Le Centre EPS et Société, m’a demandé de produire un digest de « ma » conception de l’Éducation Physique et Sportive. Exercice singulier, dont j’ai tenté de me tirer au mieux.

Quand on écrit sur l’Éducation physique et Sportive, on a souvent tendance à se focaliser sur certains points assez circonscrits : une question théorique, une procédure d’intervention ou d’évaluation, l’insertion de nouvelles activités, etc.
Il est plus difficile de tenter un exposé holistique, avançant une conception d’ensemble, situant la discipline dans les évolutions de la société et du système scolaire.

Ce texte, nourri de quelques années de réflexions, trace à gros traits une conception personnelle, qui ne surprendra pas ceux qui ont suivi mon parcours.

Quelques principes généraux sur l’École.

Je retiendrai principalement quatre principes, qu’il convient évidemment de considérer en système, chacune étant liée au trois autres, et non comme des items indépendants.

C’est en premier lieu l’approche curriculaire, que je considère comme une avancée majeure pour le système éducatif. J’en retiens surtout l’exigence d’utilité de l’École, pour l’élève et le futur adulte, et aussi le principe d’éducabilité généralisée, qui me paraît une base essentielle pour faire évoluer favorablement le système scolaire (Delignières, 2020). Je ne suis pas naïf par rapport aux dérives possibles d’une telle approche (voir notamment Beitone, 2014), que justement une formation plus systémique des acteurs de l’École devrait permettre de garder sous contrôle.

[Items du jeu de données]
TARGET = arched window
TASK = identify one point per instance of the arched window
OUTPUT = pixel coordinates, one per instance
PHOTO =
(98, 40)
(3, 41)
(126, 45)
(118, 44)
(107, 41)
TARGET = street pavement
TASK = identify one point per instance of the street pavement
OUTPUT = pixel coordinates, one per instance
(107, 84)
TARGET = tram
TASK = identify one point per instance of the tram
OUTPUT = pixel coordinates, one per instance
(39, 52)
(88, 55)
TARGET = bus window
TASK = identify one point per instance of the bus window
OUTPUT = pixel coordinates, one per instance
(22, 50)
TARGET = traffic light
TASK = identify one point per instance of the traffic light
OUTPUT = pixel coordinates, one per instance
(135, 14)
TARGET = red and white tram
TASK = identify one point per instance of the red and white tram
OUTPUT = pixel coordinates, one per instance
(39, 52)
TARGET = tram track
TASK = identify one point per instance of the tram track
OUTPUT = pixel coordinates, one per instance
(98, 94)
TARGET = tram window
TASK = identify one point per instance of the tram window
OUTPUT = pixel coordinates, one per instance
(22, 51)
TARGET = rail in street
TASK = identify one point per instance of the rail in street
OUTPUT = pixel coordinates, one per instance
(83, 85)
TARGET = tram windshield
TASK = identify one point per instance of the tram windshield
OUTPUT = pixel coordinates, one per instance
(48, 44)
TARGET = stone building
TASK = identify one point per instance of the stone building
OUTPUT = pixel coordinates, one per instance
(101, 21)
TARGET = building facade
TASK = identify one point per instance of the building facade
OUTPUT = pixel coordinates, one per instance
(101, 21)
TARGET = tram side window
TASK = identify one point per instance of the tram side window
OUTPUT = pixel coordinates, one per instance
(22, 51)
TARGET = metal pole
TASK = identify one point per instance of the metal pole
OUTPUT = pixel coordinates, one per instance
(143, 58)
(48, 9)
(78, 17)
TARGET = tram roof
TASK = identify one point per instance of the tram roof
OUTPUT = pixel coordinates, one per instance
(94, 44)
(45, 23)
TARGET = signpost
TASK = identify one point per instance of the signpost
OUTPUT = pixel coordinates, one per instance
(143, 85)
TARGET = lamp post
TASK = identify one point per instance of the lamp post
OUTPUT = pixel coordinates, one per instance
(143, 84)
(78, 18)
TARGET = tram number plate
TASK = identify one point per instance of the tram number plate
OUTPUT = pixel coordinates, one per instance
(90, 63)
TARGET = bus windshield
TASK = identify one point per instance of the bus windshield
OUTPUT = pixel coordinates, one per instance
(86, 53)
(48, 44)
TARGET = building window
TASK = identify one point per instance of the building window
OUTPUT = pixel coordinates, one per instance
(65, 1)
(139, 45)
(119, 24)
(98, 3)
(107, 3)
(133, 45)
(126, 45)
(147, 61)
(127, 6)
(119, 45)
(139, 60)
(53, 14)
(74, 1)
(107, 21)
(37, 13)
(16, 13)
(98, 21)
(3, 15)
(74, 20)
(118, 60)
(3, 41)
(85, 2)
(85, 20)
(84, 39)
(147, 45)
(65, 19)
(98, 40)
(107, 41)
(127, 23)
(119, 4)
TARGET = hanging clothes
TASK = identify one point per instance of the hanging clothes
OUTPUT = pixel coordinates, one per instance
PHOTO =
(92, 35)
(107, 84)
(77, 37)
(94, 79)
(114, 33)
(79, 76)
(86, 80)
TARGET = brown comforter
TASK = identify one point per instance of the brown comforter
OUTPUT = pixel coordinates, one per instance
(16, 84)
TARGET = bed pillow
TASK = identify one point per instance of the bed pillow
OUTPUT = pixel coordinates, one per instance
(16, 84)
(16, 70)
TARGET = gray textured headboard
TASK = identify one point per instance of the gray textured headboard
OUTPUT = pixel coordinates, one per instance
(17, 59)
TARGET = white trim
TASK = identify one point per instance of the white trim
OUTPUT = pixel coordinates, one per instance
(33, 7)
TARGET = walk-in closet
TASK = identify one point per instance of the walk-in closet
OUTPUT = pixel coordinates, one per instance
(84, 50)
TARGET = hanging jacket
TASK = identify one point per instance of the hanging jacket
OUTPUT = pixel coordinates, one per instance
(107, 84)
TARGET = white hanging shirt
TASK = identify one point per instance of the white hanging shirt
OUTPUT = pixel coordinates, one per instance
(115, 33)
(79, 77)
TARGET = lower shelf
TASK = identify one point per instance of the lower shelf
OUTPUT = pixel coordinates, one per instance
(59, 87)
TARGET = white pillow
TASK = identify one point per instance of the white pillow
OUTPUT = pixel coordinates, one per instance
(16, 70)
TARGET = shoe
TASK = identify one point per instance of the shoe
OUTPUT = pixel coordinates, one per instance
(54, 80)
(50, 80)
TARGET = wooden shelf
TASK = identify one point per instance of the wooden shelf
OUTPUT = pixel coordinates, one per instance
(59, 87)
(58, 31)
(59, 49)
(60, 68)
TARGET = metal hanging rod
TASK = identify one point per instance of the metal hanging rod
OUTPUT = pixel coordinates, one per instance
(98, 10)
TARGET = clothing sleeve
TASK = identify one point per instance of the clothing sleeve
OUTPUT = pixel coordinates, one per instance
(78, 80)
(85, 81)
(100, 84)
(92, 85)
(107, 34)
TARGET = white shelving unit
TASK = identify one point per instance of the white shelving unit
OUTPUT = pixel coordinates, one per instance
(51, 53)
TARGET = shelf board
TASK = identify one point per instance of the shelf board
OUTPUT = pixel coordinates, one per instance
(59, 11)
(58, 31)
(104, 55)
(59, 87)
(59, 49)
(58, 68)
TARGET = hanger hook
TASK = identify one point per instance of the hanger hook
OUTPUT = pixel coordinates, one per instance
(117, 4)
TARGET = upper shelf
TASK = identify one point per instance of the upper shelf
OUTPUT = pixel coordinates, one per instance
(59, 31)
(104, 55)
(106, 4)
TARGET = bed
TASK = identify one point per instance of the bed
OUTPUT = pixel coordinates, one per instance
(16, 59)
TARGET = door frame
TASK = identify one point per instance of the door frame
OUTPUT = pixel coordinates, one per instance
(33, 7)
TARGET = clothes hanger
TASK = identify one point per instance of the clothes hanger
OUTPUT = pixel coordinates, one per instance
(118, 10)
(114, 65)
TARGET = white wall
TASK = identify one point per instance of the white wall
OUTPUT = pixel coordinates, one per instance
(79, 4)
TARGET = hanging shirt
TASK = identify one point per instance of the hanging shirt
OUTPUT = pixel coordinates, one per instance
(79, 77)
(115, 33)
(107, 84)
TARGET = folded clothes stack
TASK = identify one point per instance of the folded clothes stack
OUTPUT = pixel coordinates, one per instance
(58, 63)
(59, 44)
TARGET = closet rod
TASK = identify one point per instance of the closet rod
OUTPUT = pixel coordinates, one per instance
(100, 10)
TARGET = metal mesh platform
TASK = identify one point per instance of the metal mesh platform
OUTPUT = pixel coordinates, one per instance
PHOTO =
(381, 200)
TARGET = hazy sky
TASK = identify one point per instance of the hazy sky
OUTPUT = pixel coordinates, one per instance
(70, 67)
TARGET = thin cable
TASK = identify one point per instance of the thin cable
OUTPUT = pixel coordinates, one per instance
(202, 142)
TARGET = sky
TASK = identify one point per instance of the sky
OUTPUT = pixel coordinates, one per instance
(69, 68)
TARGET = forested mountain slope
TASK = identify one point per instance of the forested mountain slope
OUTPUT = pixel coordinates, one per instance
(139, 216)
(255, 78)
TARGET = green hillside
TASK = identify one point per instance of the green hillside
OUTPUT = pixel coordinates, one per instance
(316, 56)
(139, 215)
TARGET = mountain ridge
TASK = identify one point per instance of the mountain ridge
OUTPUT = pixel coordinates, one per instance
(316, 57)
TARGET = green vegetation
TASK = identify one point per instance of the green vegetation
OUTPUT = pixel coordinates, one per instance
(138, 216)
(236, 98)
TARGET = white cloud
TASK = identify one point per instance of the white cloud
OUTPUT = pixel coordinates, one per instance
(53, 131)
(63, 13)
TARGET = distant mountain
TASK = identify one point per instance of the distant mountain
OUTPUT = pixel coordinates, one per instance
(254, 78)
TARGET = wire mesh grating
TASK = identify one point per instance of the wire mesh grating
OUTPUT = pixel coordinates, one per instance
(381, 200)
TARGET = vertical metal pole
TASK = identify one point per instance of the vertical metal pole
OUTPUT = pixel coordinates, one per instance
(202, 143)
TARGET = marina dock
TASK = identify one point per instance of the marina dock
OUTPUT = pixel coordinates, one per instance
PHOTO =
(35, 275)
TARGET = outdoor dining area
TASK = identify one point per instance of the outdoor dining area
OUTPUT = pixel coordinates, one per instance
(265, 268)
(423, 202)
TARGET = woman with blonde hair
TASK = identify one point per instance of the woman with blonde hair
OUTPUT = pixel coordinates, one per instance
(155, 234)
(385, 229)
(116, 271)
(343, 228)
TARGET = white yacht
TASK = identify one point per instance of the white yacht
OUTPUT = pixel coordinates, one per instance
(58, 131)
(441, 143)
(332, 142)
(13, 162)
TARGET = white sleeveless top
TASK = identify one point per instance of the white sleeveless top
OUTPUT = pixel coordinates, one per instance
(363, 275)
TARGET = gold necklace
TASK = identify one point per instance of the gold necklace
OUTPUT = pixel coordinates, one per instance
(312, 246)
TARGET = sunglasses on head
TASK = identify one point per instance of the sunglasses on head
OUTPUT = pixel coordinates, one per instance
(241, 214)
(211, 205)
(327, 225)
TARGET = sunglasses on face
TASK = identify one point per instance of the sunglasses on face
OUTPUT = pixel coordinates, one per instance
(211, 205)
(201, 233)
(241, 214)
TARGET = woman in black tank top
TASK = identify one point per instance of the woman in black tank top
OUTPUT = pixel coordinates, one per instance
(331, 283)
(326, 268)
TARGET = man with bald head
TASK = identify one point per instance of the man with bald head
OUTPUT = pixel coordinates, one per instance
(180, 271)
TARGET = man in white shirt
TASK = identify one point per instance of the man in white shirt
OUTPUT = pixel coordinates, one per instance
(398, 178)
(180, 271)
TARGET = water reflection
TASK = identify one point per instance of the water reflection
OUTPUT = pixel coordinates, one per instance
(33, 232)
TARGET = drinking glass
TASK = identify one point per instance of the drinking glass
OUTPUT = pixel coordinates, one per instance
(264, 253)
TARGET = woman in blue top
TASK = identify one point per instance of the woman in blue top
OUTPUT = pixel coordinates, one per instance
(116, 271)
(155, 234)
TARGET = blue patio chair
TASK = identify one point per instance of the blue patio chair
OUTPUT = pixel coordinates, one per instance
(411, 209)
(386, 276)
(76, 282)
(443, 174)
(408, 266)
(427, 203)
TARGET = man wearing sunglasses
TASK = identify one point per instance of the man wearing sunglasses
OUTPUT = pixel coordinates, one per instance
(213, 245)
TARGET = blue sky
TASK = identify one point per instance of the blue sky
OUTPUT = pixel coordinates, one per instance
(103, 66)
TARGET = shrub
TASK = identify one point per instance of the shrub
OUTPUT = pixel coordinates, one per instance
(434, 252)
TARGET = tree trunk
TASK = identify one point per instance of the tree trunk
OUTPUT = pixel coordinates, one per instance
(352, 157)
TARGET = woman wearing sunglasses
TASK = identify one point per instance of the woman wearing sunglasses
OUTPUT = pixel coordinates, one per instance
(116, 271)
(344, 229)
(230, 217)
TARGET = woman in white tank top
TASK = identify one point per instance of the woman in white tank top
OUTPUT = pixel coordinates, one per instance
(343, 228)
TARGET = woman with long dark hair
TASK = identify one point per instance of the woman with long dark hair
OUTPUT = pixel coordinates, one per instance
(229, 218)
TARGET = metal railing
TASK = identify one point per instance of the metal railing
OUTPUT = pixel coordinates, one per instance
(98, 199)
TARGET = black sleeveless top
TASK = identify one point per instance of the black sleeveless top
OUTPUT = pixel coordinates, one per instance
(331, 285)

__Consignes__:
**1.** Recopiez mot pour mot, dans le texte sur l’Éducation physique et sportive, tout le passage qui va de « Le Centre EPS » jusqu’à « tirer au mieux. ».
**2.** Reformulez sous forme de liste le paragraphe du texte sur l’Éducation physique et sportive qui commence par « C’est en premier lieu l’approche curriculaire », en conservant ses faits principaux.

__Réponses complètes__:
**1.**
Le Centre EPS et Société, m’a demandé de produire un digest de « ma » conception de l’Éducation Physique et Sportive. Exercice singulier, dont j’ai tenté de me tirer au mieux.

**2.**
- Le premier principe est l’approche curriculaire, que l’auteur considère comme une avancée majeure pour le système éducatif.
- Il en retient surtout l’exigence d’utilité de l’École pour l’élève et pour le futur adulte.
- Il en retient aussi le principe d’éducabilité généralisée, qu’il juge essentiel pour faire évoluer favorablement le système scolaire (Delignières, 2020).
- Il reconnaît que cette approche peut connaître des dérives (voir notamment Beitone, 2014).
- Selon lui, une formation plus systémique des acteurs de l’École devrait permettre de garder ces dérives sous contrôle.